--- begin ---

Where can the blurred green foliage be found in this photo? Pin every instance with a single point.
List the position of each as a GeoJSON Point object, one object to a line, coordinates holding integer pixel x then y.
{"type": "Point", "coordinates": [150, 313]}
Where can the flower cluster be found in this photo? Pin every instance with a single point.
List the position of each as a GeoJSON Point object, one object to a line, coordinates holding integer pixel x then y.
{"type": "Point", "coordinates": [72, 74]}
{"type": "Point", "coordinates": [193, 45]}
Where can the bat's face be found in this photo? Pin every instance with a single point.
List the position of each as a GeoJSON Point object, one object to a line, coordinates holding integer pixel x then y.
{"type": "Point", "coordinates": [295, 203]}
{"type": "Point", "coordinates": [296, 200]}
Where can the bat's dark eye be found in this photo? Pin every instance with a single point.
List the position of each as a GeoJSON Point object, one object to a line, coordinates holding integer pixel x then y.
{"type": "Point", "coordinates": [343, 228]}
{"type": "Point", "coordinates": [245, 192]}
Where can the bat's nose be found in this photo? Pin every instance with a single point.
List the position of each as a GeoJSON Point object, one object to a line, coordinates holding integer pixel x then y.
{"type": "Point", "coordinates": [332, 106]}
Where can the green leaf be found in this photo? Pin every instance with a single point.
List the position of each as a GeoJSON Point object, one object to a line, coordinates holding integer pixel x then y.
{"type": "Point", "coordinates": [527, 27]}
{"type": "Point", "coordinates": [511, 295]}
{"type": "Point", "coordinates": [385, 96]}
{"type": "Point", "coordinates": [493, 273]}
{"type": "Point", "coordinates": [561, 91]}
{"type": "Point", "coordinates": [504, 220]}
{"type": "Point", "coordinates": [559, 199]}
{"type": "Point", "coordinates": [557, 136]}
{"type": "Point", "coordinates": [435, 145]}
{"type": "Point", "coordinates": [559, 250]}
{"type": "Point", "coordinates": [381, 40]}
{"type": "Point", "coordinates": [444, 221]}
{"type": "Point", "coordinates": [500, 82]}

--- end ---

» **Your objective**:
Reproduce all of the records above word for word, keeping every line and character unchanged.

» **Problem solution**:
Where can the blurred green foliage be found in this photo? Pin every instance with a single point.
List the position of each as a GeoJSON Point object, one object to a line, coordinates holding integer pixel x then y.
{"type": "Point", "coordinates": [150, 313]}
Where can the flower cluster be found in this photo? Pin every instance with a single point.
List the position of each as a GeoJSON Point object, one object to a line, coordinates holding integer pixel x then y.
{"type": "Point", "coordinates": [72, 74]}
{"type": "Point", "coordinates": [193, 45]}
Where can the bat's face be found in this photo? Pin every instance with a single point.
List the position of each as a GeoJSON Point object, one object to a line, coordinates holding integer pixel x then y.
{"type": "Point", "coordinates": [295, 203]}
{"type": "Point", "coordinates": [296, 200]}
Where can the bat's dark eye be found in this photo? Pin every instance with a single point.
List the position of each as a GeoJSON Point object, one object to a line, coordinates holding integer pixel x then y.
{"type": "Point", "coordinates": [343, 228]}
{"type": "Point", "coordinates": [245, 192]}
Where can the bat's nose be found in this photo? Pin every instance with a single point.
List the position of each as a GeoJSON Point object, one object to a line, coordinates holding integer pixel x then y.
{"type": "Point", "coordinates": [332, 106]}
Where can the green leaf be found in this photo? Pin every instance with a single point.
List the position of each as a GeoJSON Point object, one object to a line, coordinates holding integer pixel x then y.
{"type": "Point", "coordinates": [527, 27]}
{"type": "Point", "coordinates": [511, 295]}
{"type": "Point", "coordinates": [385, 96]}
{"type": "Point", "coordinates": [493, 273]}
{"type": "Point", "coordinates": [561, 91]}
{"type": "Point", "coordinates": [504, 220]}
{"type": "Point", "coordinates": [559, 199]}
{"type": "Point", "coordinates": [557, 136]}
{"type": "Point", "coordinates": [435, 145]}
{"type": "Point", "coordinates": [559, 250]}
{"type": "Point", "coordinates": [381, 40]}
{"type": "Point", "coordinates": [444, 221]}
{"type": "Point", "coordinates": [500, 82]}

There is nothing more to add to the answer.